Text block:
Saturday, March 11, 2017

Playlist

Live

March 9, 2017

Honey Noble and Carbon Quartet

Chapel Performance Space, Good Shepherd Center, Seattle

Carbon Quartet consists of Rulon Brown, soprano sax; Nick Torretta, alto sax; Kevin Nortness, tenor sax; and Chris Credit, baritone sax. They performed pieces by Astor Piazzolla, Jun Nagao, Eugene Bozza, and Nikolai Kapustin.

This concert was, to the best of my recollection, my first experience with a live saxophone quartet, and I found myself comparing the sonorous qualities of the ensemble with other instrument-choir groupings. It compares favorably with string quartet in many aspects, perhaps falling short in the subtleties that arise among the specific colors of each string. But the dynamic range is wide and supple, and the articulation palette is rich. The sound has focus and authority, each instrument clear in its timbre even while blending into an unmistakably choral unity.

They were obviously having a blast negotiating the quick, complex arrangements, to the point where my perverse imagination wondered whether a really slow tempo would be socially successful. I know slow notes are hard on wind players - especially in the upper registers. Would it simply not be fun enough to bother?

Data to examine:
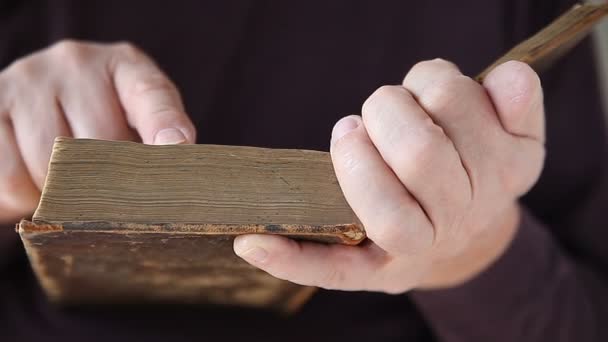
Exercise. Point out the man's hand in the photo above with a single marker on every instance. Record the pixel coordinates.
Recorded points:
(433, 169)
(82, 90)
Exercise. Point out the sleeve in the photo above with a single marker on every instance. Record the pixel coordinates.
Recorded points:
(552, 282)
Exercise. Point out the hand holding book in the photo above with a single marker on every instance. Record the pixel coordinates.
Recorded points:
(433, 170)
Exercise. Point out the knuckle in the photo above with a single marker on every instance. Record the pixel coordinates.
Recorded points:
(387, 232)
(344, 154)
(431, 64)
(129, 50)
(12, 181)
(442, 95)
(331, 279)
(23, 69)
(420, 149)
(376, 104)
(71, 53)
(156, 82)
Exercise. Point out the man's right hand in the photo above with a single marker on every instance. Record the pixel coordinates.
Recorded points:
(82, 90)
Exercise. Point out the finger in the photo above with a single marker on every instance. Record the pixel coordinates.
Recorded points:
(313, 264)
(517, 95)
(461, 107)
(393, 219)
(418, 152)
(18, 194)
(516, 92)
(151, 101)
(94, 111)
(37, 122)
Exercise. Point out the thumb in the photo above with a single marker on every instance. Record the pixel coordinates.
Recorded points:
(517, 95)
(152, 104)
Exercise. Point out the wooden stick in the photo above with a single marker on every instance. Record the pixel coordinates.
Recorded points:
(555, 40)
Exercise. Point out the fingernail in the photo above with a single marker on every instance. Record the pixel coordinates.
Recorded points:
(344, 126)
(169, 136)
(253, 253)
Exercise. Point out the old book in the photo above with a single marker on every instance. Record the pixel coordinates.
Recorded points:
(125, 222)
(122, 221)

Problems and tasks:
(1) List every composer whose pieces the concert review says were performed.
(2) Decide whether each statement agrees with the concert review, and quote the words that settle it: (a) Kevin Nortness plays tenor sax in the quartet. (b) The writer had heard live saxophone quartets many times before this concert. (c) The writer calls the ensemble's dynamic range narrow.
(3) Set down everything in the concert review from "Carbon Quartet consists" down to "and Nikolai Kapustin.".
The lines have no part in this work.

Outputs for the tasks:
(1) Astor Piazzolla, Jun Nagao, Eugene Bozza, Nikolai Kapustin

(2)
(a) Yes: "Kevin Nortness, tenor sax"
(b) No: "my first experience with a live saxophone quartet"
(c) No: "the dynamic range is wide and supple"

(3)
Carbon Quartet consists of Rulon Brown, soprano sax; Nick Torretta, alto sax; Kevin Nortness, tenor sax; and Chris Credit, baritone sax. They performed pieces by Astor Piazzolla, Jun Nagao, Eugene Bozza, and Nikolai Kapustin.